*** Block opens ***
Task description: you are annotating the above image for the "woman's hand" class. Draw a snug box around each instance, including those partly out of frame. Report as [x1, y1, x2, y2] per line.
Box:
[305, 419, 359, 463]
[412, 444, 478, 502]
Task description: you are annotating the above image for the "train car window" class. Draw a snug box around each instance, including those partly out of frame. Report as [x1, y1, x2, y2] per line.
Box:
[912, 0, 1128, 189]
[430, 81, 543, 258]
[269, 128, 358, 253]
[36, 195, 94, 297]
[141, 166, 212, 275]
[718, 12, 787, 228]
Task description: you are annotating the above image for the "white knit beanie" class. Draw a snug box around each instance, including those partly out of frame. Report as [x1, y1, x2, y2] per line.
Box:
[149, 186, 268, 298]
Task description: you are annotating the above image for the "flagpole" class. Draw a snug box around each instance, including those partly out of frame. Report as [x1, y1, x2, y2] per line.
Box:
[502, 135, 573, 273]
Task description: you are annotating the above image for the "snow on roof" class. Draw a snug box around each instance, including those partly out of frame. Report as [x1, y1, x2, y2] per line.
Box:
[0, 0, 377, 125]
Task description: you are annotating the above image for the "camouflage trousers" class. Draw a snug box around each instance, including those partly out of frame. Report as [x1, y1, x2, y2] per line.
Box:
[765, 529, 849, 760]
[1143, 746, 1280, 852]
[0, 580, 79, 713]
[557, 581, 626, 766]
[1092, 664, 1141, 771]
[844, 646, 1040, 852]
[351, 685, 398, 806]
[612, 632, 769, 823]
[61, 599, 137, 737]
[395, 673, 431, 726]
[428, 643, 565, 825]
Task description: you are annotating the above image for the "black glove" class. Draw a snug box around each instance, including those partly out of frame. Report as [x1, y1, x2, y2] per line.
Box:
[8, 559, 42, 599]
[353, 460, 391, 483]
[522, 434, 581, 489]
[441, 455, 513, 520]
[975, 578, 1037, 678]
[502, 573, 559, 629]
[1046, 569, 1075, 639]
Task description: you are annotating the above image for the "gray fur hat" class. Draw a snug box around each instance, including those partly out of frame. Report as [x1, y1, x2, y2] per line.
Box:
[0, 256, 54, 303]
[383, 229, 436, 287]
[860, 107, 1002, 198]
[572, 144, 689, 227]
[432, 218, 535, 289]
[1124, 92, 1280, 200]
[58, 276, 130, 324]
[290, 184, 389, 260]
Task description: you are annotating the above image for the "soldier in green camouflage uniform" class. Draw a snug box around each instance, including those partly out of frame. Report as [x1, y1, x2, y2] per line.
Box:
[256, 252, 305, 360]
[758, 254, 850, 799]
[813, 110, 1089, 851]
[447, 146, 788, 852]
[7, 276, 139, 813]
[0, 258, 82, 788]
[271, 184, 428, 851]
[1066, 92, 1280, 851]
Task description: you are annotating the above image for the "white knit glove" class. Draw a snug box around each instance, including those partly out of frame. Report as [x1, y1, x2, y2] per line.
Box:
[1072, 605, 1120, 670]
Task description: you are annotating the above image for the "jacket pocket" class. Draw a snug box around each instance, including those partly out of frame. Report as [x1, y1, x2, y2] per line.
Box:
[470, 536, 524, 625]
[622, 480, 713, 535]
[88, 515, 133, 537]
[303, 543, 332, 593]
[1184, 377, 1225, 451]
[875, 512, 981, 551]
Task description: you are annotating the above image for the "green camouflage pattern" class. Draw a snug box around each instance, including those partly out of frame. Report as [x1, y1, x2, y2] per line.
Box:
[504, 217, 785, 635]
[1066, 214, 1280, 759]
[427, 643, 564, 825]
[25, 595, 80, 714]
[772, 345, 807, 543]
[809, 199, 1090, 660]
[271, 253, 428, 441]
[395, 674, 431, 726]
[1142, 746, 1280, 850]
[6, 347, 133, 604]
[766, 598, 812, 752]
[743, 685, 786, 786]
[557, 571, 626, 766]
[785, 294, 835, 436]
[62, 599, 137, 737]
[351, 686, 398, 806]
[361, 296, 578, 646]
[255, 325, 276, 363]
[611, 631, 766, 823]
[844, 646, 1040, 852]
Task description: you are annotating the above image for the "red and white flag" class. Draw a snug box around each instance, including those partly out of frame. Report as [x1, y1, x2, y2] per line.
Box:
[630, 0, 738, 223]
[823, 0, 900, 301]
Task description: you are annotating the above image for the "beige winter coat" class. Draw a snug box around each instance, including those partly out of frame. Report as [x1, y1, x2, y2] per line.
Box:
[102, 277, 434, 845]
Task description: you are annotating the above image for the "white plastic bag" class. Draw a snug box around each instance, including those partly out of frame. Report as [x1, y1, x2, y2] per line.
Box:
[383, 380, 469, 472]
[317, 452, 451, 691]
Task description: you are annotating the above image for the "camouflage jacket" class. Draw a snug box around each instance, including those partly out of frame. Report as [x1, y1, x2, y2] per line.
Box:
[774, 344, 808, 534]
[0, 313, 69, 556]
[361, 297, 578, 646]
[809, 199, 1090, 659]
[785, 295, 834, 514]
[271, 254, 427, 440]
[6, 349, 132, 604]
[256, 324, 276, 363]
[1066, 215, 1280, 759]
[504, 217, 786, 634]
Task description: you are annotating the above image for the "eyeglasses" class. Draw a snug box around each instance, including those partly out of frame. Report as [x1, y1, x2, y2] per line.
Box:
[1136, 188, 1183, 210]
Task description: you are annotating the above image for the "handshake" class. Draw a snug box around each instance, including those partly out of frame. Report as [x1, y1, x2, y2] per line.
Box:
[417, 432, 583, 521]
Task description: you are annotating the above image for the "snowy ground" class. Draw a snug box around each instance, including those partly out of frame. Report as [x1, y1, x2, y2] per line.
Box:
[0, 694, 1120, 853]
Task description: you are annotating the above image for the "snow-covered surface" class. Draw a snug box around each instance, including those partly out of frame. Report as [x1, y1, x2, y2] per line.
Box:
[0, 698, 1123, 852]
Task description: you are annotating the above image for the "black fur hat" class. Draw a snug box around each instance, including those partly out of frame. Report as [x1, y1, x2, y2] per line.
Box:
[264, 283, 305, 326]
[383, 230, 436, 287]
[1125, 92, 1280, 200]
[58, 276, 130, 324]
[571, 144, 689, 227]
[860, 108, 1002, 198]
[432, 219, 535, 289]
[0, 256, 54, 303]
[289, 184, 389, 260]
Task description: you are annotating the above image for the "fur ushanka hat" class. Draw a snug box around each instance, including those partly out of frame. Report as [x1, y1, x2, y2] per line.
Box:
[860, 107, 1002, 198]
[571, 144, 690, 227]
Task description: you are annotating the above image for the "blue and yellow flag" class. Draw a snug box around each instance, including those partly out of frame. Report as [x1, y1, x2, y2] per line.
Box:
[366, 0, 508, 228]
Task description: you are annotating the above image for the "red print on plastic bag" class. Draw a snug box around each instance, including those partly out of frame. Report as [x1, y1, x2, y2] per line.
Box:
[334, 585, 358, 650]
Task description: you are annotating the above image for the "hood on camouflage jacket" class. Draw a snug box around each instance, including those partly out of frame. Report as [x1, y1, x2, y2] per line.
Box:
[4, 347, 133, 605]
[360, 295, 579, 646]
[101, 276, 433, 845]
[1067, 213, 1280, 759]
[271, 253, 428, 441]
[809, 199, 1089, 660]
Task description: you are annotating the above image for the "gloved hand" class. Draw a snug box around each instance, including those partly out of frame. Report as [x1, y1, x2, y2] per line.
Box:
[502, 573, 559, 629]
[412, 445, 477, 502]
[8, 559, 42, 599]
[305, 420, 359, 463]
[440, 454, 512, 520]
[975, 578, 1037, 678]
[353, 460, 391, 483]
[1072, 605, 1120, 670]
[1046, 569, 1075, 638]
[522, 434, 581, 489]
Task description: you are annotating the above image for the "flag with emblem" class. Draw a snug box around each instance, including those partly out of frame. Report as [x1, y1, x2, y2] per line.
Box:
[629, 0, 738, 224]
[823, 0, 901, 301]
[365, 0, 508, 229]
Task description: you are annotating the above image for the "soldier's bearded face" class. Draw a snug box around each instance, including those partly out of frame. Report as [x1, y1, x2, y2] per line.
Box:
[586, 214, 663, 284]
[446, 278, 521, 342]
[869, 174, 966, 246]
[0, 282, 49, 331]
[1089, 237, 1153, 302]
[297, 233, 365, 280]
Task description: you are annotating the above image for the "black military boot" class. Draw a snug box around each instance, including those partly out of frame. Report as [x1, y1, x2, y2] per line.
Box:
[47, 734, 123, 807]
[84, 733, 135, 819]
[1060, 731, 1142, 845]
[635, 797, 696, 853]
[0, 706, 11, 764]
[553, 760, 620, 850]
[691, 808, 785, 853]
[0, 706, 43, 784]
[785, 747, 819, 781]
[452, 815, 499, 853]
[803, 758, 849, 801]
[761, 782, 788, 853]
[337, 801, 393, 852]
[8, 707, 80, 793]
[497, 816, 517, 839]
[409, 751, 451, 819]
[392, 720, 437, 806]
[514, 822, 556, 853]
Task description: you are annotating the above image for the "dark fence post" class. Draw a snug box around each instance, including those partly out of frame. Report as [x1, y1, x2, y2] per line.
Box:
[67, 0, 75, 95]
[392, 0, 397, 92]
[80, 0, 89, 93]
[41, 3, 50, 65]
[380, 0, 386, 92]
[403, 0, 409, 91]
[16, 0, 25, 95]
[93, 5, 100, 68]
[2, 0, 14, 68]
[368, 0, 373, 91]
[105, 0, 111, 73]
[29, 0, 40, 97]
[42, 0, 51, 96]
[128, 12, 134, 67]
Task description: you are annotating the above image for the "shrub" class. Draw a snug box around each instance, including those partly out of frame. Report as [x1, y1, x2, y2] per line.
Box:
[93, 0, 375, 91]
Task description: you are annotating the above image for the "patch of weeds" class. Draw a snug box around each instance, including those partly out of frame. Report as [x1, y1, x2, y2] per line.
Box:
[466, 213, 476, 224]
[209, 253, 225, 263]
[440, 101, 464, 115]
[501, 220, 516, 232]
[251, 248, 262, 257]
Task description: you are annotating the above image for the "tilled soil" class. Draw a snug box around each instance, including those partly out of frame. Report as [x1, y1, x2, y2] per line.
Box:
*** Block closes ***
Report, from the entries above, each line where "jacket" is found.

-- Response below --
Task description: you are annotating the above image for the "jacket pocket" class. Draw a snug box around each instance, including those partly out of frame. Report as [x1, y1, x2, y2] per line.
Task description: you are annotating the above image for the "camouflage jacket" class. Draw a snug box around each instance, including those partly out of frame. Report as [x1, y1, x2, y2] per line.
Task description: you are annotating the above image for the "hood on camouflage jacket" class. Draw a snug box around each instance, including those partly out of frame. Report as [x1, y1, x2, y2] per line.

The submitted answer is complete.